PAGE TEXT
┌────────

Maldives incoming president Mohamed Muizzu has been giving sleepless nights to the Indian establishment by touching a raw nerve: the presence of Indian military personnel in the Indian Ocean archipelago nation. The 45-year old Muizzu has been the mayor of Male, the densely-populated capital city of Maldives, since 2021. The outgoing president Mohamed Solih had publicly proclaimed when he took office in 2018 that he would mend and repair relations with India. The bonhomie saw the Indian government signing projects worth $800 million with Maldives, on soft Indian loans, including a dockyard project during Solih’s tenure.
The UK-educated Muizzu is adamant that he would see the back of every single military personnel in the country with over 1000 islands and just half a million population. But Solih says the presence of nearly 70 Indian military personnel in the country is related to the dockyard project. It was Solih’s immediate predecessor Abdulla Yameen Abdul Gayoom’s pro-China tilt that caught the world’s attention provides the context to Muizzu’s anti-India stance.
Maldives’s nearest land border is India at 600 km and Sri Lanka at 670 km. The capital city Male is only 2.6 meters above the sea level. The fact that over 1000 of Maldivian islands are not even one-meter above the sea level makes this entire geography extremely ecologically unique and sensitive. Given the rising sea levels, most of Maldives will be under water by 2050. In 2008, President Mohamed Nasheed, who is the speaker in the current parliament, had floated plans to purchase land in Australia, India and Sri Lanka fearing that his country might by inundated by the rising sea levels.

└────────

[Pointing records]

┌────────

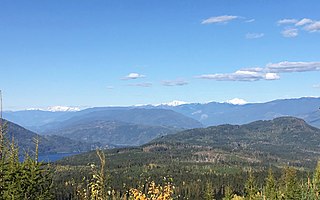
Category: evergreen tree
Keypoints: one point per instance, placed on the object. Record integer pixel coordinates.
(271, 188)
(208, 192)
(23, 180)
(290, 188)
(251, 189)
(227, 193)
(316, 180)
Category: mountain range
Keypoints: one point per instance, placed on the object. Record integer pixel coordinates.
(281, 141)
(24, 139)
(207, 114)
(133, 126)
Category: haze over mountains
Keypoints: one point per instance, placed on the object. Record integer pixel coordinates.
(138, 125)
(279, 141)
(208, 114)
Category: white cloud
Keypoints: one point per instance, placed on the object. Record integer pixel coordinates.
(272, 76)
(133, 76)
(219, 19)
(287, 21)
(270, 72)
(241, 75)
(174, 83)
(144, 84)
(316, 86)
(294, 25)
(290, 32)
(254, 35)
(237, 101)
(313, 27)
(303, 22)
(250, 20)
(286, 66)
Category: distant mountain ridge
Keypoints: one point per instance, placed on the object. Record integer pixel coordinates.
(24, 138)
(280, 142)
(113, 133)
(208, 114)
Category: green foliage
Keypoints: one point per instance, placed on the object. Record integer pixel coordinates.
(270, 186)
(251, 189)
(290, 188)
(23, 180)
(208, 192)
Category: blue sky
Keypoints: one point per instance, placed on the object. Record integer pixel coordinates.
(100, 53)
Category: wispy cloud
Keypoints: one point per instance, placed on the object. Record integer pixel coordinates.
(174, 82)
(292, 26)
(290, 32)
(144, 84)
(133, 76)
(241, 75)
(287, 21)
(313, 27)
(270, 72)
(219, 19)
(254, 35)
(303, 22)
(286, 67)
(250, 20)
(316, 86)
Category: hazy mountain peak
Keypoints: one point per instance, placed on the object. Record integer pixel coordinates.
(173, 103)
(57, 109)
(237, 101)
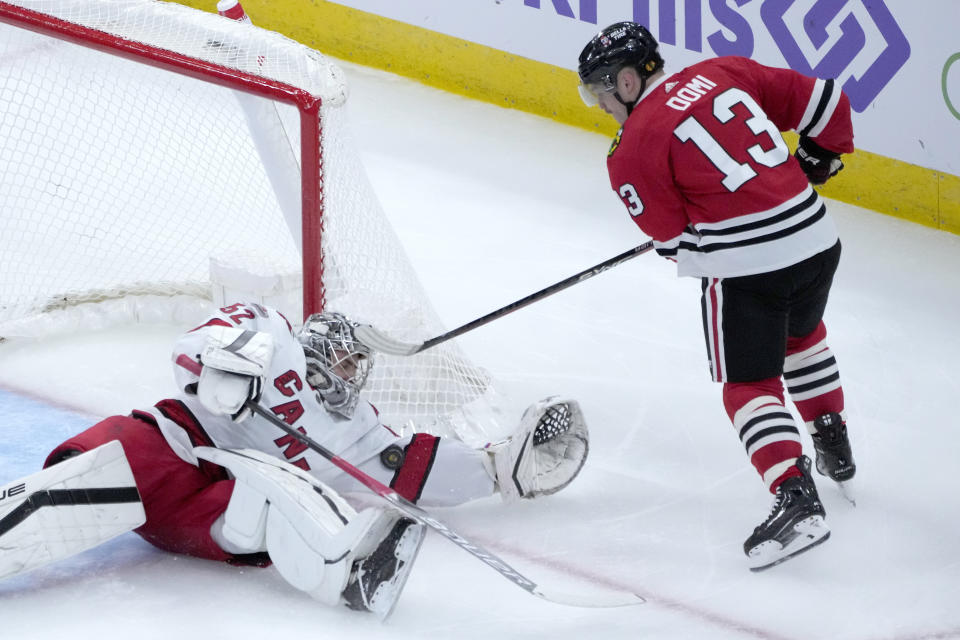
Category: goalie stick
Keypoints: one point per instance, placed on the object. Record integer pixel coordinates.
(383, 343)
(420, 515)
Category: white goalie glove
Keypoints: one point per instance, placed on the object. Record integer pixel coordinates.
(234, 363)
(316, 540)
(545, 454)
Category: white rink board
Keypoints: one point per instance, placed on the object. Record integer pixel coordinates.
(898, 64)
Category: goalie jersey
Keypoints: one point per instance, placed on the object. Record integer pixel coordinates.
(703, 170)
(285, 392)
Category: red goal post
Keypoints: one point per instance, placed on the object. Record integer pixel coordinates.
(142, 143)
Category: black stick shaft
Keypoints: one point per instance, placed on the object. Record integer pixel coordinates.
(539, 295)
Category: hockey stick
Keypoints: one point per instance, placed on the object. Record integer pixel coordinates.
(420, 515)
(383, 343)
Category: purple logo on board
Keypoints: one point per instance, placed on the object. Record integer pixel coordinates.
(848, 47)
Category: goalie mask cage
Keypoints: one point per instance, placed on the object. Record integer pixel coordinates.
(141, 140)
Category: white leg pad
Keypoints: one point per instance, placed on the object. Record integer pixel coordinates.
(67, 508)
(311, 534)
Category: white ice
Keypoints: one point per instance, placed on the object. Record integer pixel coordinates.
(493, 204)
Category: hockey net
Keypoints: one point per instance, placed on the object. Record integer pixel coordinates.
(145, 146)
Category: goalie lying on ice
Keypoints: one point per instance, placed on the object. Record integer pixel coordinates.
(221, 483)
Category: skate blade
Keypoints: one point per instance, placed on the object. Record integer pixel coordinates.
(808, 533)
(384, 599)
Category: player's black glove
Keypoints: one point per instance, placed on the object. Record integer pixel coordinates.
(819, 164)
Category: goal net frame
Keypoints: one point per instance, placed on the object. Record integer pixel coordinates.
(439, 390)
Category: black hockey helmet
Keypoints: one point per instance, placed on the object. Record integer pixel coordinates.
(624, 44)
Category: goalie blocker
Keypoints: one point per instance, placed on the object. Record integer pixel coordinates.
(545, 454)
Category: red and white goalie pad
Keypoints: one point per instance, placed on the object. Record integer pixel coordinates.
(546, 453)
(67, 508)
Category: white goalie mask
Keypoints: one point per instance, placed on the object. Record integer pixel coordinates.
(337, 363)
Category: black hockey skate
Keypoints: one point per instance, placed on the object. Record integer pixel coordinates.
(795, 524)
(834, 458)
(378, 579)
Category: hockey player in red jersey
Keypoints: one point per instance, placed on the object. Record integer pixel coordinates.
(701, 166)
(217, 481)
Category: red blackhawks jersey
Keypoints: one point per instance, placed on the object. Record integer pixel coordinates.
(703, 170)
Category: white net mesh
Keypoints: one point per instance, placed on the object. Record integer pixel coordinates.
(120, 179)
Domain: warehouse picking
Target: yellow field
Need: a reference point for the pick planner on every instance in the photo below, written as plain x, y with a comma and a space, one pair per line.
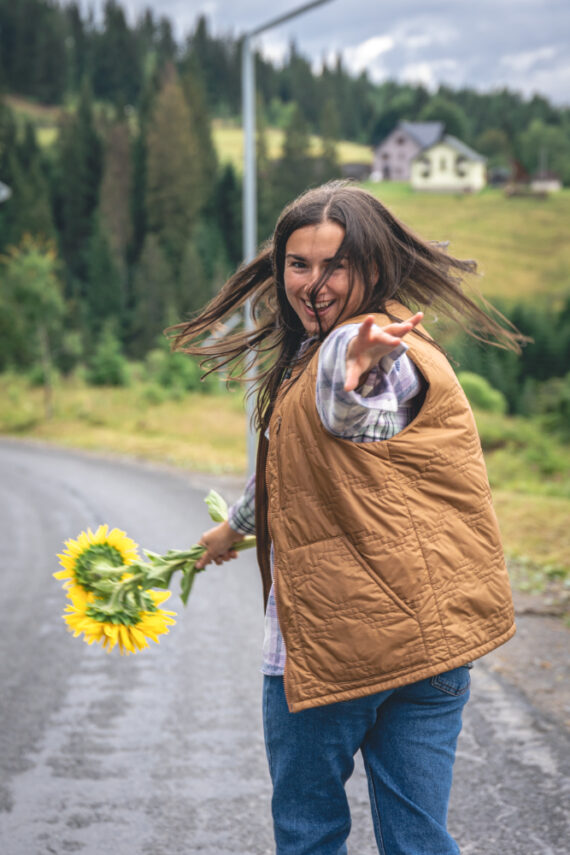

└────────

TASKS TO COMPLETE
1) Copy the passage of the Maldives article between "The UK-educated Muizzu" and "Muizzu’s anti-India stance.", inclusive.
2) Proceed with the Maldives article from its last sentence onward.
The listing is separate material and has no connection to the Maldives article.

RESPONSES TO THE TASKS
1)
The UK-educated Muizzu is adamant that he would see the back of every single military personnel in the country with over 1000 islands and just half a million population. But Solih says the presence of nearly 70 Indian military personnel in the country is related to the dockyard project. It was Solih’s immediate predecessor Abdulla Yameen Abdul Gayoom’s pro-China tilt that caught the world’s attention provides the context to Muizzu’s anti-India stance.

2)
But his policies of adopting the path of carbon neutrality and solar power was junked by the new president Abdulla Yameen, who favoured mass tourism and mega development. Experts say that rising sea water levels is at the root of many other problems that will unfold in coming years. For example, the warming of sea water temperatures and the acidity levels are killing the coral reefs. Maldivians’ life and livelihood are already hit by reduced rainfall and changed fishing patterns. In the coming years when people from smaller islands migrate to bigger ones, basic logistics and sanitation management is going to be issues of immediate concern.
Given this, Muizzu who is taking charge as the new President on November 17, is not picking the issues of real concern and outlining how he would deal with them. By picking an issue that can grab international headlines, and make the political temperatures rise in the Indian ocean, Muizzu is making the same old mistakes that politicians are famously so prone of: Going ahead of themselves!
As the new president, Muizzu’s priorities should be his people. He can take India into confidence and ask it to call back Indian military personnel from his country. The number of Indian military personnel in Maldives is not significant. A much larger Indian contingent is deployed in Sri Lanka or Nepal. Even China has its military personnel in other countries where it has important infrastructure projects going on.
So, is Muizzu trying to go ahead of himself? Is he trying to promise more than he can deliver?
Large number of Indian and Chinese army personnel patrol thousands of kilometres of borders for decades but, barring a few occasions and incidents, they have seldom created genuine security flare-ups. The reason for this is that the leaders in these two countries have often recognized that they are not ahead of the geographies that they represent.
Qin Gang, the top Chinese diplomat, who transformed clueless diplomats into wolf warriors, making Chinese diplomacy shake the world was recently removed as the foreign minister. Similarly, Li Shangfu, the Chinese defence minister who was recently sacked, had spoken eloquently, addressing defence officials from 50 African countries at the China-Africa Peace and Security Forum in August, how cooperation rather than conflict is the new Chinese defence strategy.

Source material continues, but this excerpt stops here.